**DESCRIPTION OF THE TASK**
Please output every record exactly, keeping each line as it is.

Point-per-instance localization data
────────────────
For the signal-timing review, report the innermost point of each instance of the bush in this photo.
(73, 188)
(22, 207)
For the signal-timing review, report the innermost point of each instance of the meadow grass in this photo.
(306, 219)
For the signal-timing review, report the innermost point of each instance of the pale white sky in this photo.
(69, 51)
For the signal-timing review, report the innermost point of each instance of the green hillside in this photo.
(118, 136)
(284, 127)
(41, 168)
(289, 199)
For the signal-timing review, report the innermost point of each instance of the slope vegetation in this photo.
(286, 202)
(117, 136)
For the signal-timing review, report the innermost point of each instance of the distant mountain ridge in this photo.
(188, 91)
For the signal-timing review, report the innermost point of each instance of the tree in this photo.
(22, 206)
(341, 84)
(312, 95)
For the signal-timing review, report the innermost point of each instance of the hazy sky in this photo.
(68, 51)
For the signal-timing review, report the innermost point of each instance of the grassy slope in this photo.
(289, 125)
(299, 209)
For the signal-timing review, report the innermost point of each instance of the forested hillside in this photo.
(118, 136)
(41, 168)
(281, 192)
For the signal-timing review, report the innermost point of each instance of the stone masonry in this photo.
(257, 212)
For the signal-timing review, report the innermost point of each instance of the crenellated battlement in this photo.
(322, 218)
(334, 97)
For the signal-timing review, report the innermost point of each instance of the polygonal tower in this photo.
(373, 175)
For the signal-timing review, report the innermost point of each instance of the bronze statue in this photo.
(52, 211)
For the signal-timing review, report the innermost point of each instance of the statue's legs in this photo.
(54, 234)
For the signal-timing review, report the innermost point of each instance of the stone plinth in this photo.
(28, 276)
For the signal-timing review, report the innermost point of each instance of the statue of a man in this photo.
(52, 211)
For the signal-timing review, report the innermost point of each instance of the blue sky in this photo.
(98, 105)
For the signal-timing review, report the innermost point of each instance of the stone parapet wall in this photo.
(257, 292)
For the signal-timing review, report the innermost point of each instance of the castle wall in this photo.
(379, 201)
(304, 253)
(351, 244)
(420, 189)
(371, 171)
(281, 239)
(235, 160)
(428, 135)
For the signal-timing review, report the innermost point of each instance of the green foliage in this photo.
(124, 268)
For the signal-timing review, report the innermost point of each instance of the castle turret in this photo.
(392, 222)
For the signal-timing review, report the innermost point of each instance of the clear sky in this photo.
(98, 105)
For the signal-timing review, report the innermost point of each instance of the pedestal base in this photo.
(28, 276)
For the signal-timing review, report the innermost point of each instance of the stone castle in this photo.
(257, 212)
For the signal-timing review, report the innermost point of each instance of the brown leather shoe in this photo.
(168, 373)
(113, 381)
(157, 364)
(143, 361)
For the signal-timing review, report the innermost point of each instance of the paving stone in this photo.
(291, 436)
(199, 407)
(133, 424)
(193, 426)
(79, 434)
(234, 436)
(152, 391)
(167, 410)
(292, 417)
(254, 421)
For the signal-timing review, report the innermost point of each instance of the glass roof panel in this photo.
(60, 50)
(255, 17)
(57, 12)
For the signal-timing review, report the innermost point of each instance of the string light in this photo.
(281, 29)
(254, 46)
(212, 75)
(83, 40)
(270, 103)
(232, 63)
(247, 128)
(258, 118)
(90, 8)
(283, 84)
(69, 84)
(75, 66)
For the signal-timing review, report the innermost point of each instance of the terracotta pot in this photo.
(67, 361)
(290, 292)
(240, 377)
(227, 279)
────────────────
**FINISHED EXERCISE**
For the signal-timing review, report the innermost point of each instance of the bush in this photo.
(73, 188)
(22, 207)
For the signal-timing review, report the innermost point of each instance of the meadow grass in this photo.
(306, 219)
For the signal-timing review, report the innermost point of each instance of the pale white sky in this photo.
(69, 51)
For the signal-timing review, report the innermost point of each instance of the green hillside in this photo.
(118, 136)
(284, 127)
(41, 168)
(289, 199)
For the signal-timing review, report the innermost point of each instance of the slope vegetation in this photo.
(286, 202)
(117, 136)
For the signal-timing review, report the innermost point of each instance of the distant mountain ridge in this photo.
(188, 91)
For the signal-timing review, report the innermost point of each instance of the tree in this photo.
(22, 206)
(341, 84)
(312, 95)
For the signal-timing review, report the innermost point of each instance of the hazy sky in this photo.
(68, 51)
For the signal-timing review, report the innermost point of each instance of the grassy slope in this photo.
(289, 125)
(299, 209)
For the signal-timing review, report the innermost point of each instance of the forested hillside in this photo.
(118, 136)
(41, 168)
(281, 192)
For the signal-timing review, report the innermost point of each instance of the stone masonry in this photo.
(257, 212)
For the signal-timing review, report the innermost point of each instance of the crenellated battlement in this photo.
(322, 218)
(334, 97)
For the signal-timing review, report the innermost point of each instance of the polygonal tower in this photo.
(373, 175)
For the signal-timing review, report the innermost point of each instance of the bronze statue in this photo.
(52, 211)
For the signal-timing review, report the innermost point of each instance of the statue's legs in this photo.
(54, 234)
For the signal-timing review, report the innermost point of each instance of the stone plinth in this photo.
(28, 276)
For the signal-timing review, report the innermost point of each instance of the statue of a man in this photo.
(52, 211)
For the signal-timing review, report the innermost point of each instance of the blue sky in this photo.
(98, 105)
For the signal-timing review, report the innermost point of each instance of the stone parapet wall in this photo.
(257, 292)
For the signal-timing review, report the innermost point of each instance of the castle wall in this photo.
(379, 201)
(304, 253)
(351, 244)
(420, 189)
(371, 171)
(281, 239)
(235, 160)
(428, 135)
For the signal-timing review, report the innermost point of each instance of the green foliage in this photo.
(124, 268)
For the signal-timing review, report the innermost point of each instance of the castle turret in this photo.
(392, 222)
For the signal-timing review, report the innermost point of each instance of the clear sky in this photo.
(98, 105)
For the signal-timing review, report the innermost point of each instance of the pedestal base in this photo.
(28, 276)
For the signal-timing review, report the innermost point of each instance of the stone castle in this photo.
(257, 212)
For the signal-timing review, report the innermost point of each instance of the brown leather shoe in this photo.
(168, 373)
(113, 381)
(157, 364)
(143, 361)
For the signal-timing review, report the innermost point of each instance of the paving stone in this photo.
(291, 436)
(199, 407)
(133, 424)
(193, 426)
(79, 434)
(234, 436)
(152, 391)
(167, 410)
(292, 417)
(254, 421)
For the signal-timing review, report the innermost point of each instance of the glass roof panel in this photo.
(60, 50)
(255, 17)
(57, 12)
For the signal-timing review, report the innermost point of each instance of the string light in this photo.
(281, 29)
(254, 46)
(212, 75)
(83, 40)
(270, 103)
(232, 63)
(247, 128)
(258, 118)
(90, 8)
(283, 84)
(69, 84)
(75, 66)
For the signal-timing review, report the innermost point of each instance of the terracotta pot in this photo.
(67, 361)
(290, 292)
(240, 377)
(227, 279)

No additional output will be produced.